Swap "drop one dot" for "place a single point" throughout the records below, reproducing every line otherwise unchanged.

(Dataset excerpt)
▶

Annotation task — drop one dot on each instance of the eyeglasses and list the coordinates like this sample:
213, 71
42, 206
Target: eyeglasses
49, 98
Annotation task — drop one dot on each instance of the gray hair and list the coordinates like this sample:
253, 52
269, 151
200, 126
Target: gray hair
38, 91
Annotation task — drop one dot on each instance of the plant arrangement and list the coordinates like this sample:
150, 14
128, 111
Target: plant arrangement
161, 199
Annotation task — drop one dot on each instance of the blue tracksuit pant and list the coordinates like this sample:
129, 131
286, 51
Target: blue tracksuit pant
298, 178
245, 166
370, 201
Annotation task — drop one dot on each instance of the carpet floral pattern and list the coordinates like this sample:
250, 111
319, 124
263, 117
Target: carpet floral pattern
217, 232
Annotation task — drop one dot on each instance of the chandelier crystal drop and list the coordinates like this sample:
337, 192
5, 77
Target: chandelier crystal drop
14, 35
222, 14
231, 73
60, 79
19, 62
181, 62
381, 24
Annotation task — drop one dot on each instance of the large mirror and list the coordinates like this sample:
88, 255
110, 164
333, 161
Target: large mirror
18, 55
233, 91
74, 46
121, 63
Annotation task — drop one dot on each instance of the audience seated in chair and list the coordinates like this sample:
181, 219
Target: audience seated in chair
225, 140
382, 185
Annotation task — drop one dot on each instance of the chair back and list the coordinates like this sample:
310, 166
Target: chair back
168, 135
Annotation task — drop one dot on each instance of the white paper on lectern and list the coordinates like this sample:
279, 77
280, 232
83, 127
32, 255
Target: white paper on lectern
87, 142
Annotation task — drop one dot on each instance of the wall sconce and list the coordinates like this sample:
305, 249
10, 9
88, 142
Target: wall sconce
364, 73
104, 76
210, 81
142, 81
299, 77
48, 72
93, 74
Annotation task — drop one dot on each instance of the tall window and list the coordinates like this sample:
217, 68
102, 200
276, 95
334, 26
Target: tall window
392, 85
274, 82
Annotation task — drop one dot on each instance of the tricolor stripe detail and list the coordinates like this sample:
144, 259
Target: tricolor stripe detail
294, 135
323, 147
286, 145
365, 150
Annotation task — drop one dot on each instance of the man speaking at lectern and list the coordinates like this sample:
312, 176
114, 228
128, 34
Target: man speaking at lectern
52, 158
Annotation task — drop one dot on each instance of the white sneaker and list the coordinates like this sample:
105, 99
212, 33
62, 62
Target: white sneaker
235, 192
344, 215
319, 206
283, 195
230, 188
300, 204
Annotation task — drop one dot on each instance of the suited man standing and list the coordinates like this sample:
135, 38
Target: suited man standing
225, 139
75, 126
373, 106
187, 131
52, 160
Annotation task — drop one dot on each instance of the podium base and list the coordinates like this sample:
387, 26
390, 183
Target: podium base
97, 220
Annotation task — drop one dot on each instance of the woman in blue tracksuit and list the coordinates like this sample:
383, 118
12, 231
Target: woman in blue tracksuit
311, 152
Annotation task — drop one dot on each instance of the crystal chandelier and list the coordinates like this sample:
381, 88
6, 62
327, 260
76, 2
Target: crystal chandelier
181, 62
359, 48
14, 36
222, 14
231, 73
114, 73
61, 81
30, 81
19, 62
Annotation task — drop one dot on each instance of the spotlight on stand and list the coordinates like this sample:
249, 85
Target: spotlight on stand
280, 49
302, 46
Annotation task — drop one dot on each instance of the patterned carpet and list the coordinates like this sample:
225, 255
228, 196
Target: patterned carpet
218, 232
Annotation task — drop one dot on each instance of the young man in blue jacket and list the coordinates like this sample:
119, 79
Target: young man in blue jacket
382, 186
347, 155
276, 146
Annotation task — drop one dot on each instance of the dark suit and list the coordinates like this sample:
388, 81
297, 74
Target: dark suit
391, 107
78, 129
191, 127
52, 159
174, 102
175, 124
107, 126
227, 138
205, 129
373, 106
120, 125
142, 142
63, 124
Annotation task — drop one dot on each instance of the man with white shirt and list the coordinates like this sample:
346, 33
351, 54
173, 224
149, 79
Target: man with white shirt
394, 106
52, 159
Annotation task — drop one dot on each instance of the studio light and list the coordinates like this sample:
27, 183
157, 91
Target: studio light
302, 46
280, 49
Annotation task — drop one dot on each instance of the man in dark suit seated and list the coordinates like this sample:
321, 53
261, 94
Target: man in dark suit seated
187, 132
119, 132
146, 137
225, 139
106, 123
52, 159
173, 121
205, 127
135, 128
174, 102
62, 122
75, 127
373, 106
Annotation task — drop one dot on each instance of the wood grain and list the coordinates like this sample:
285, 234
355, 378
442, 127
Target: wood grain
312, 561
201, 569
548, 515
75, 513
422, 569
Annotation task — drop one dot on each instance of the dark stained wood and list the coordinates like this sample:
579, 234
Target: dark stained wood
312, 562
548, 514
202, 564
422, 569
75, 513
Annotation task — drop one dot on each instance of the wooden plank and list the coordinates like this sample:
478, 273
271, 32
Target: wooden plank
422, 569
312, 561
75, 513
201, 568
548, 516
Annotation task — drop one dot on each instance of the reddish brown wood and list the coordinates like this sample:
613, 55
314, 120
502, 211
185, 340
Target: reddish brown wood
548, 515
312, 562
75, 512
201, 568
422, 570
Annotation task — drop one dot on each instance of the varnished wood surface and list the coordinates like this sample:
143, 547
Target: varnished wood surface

◀

RESPONSE TO THE TASK:
Annotation task — place a single point on each instance of the eyeglasses and list the coordinates like this sample:
213, 71
42, 206
Target: eyeglasses
49, 98
Annotation task — place a single point on each instance of the gray hair and list the coordinates like this sample:
253, 52
269, 151
200, 126
Target: gray hair
38, 91
Annotation task — place a single point on each instance of the plant arrangement and list the coordinates like this sample:
150, 14
128, 111
Target: plant arrangement
161, 199
Annotation task — place a single point on each instance of the blue tracksuit pant and list the coordinates like this sample:
129, 131
286, 51
Target: blue tracksuit pant
298, 178
245, 166
370, 201
Annotation task — place a single point on each instance of the carpet floral pattern and list the coordinates like this sample:
250, 111
319, 124
263, 117
Target: carpet floral pattern
217, 232
Annotation task — place a single point on each instance of the chandelier crystal drop and list the coordinates like this sample:
337, 192
5, 77
Target: chandelier crystal drop
14, 35
222, 14
231, 73
60, 79
19, 62
181, 62
381, 24
Annotation task — place a single point on each instance of the large mirror and list the coordinates like this sample:
88, 255
110, 164
333, 161
Target: large mirror
18, 55
233, 91
74, 46
121, 63
Annotation task — place a single point on each instance of the audience seated in chair and list the coordinates like this sample:
181, 219
Target: audience seated in chair
225, 140
382, 185
Annotation task — place a single point on each instance of the chair back and list the coordinates like this sample:
310, 166
Target: chair back
168, 135
Annotation task — place a single point on each instance of the white paper on lectern and list the coordinates like this sample:
279, 77
280, 232
83, 127
32, 255
Target: white paper on lectern
87, 142
Annotation task — place a single point on each instance of the wall sconce and list the coordinates like this sample:
305, 249
10, 9
88, 142
Target: wall sconce
364, 73
104, 76
210, 81
142, 81
299, 77
48, 72
93, 74
Annotation task — place a single point on each instance of the tall window and list the coordinates like this sample:
217, 68
102, 200
276, 95
334, 26
Target: tall window
392, 85
274, 82
Annotation task — place a single point on each instance of the tricolor stripe detail and list the coordinates like this sample:
144, 259
Target: tricolor stripe detail
294, 135
323, 147
286, 145
365, 150
Annotation task — place a single point on each instance of the man speaking at lectern and list the coordinates like this sample:
312, 176
114, 228
128, 34
Target: man speaking at lectern
52, 158
Annotation task — place a single point on each instance of the white sneaker and list the coordinates like this sample:
105, 99
212, 33
62, 62
Target: white sneaker
235, 192
344, 215
319, 206
283, 195
230, 188
300, 204
Annotation task — place a single point on each instance of the suited man standing and list the coordinates like this sample:
135, 38
Target: suited man standing
225, 139
75, 126
373, 106
187, 131
52, 160
Annotation task — place a single point on each instance of the podium base and list the coordinates like this sample:
387, 26
390, 183
Target: podium base
97, 220
Annotation task — place a single point on each instance of the woman in blue tracksuit and list the coordinates like this sample:
383, 118
12, 231
Target: woman in blue tracksuit
311, 152
Annotation task — place a single point on each instance of the crystal chandelier and list the coordinates like this sample:
381, 88
6, 62
327, 260
76, 2
Target: crystal chandelier
181, 62
359, 48
14, 36
222, 14
231, 73
114, 73
61, 81
30, 81
19, 62
Annotation task — place a single point on each instance of the spotlight on stand and list the coordinates like this sample:
249, 85
Target: spotlight on stand
280, 49
302, 46
Annotation task — place a single point on each instance of the patterned carpet and list the coordinates like this sample:
225, 255
228, 196
Target: patterned carpet
218, 232
Annotation task — place a single point on each instance of the young man in blue jacket and list the coordinates like this sample:
119, 79
Target: young man in blue jacket
382, 186
347, 155
276, 146
Annotation task — place a single point on each instance of the dark suit and list the coordinates like this sample:
388, 81
297, 74
Target: dark suit
391, 107
78, 129
191, 127
52, 159
174, 102
175, 124
107, 126
227, 138
205, 129
373, 106
120, 125
142, 142
63, 124
Annotation task — place a single point on each instance of the man with white shirt and list the coordinates like this sample:
346, 33
351, 54
173, 224
149, 79
Target: man with white shirt
394, 106
52, 159
Annotation task — place a single point on each instance of the studio light and list the coordinates like this sample:
27, 183
157, 91
Target: studio light
302, 46
280, 49
Annotation task — place a single point on each instance of the man in dark suit seated and list the coordinates like this sample:
321, 53
261, 94
Target: man in dark suit seated
187, 132
119, 132
146, 137
225, 139
106, 123
52, 159
173, 121
205, 127
135, 128
174, 102
62, 122
75, 127
373, 106
Annotation task — place a single point on each instance of the wood grain and list the coordinates like this sample:
285, 234
355, 378
442, 127
Target: wood grain
312, 561
201, 569
548, 515
75, 513
422, 569
Annotation task — place a single point on each instance of the dark stained wood and list the coordinates like this sample:
579, 234
Target: dark stained wood
312, 562
548, 514
202, 564
422, 569
75, 513
Annotation task — place a single point on each instance of the wooden plank and list the coordinates like this sample:
478, 273
271, 32
Target: wooden plank
422, 569
312, 561
75, 513
201, 568
548, 516
Annotation task — place a single point on each instance of the reddish brown wood and list the coordinates like this sample:
613, 55
314, 120
502, 211
185, 340
Target: reddish brown wood
548, 515
312, 562
75, 512
201, 568
422, 570
Annotation task — place a single point on each instance of the varnished wood surface and list the coordinates like this sample:
143, 547
Target: varnished wood surface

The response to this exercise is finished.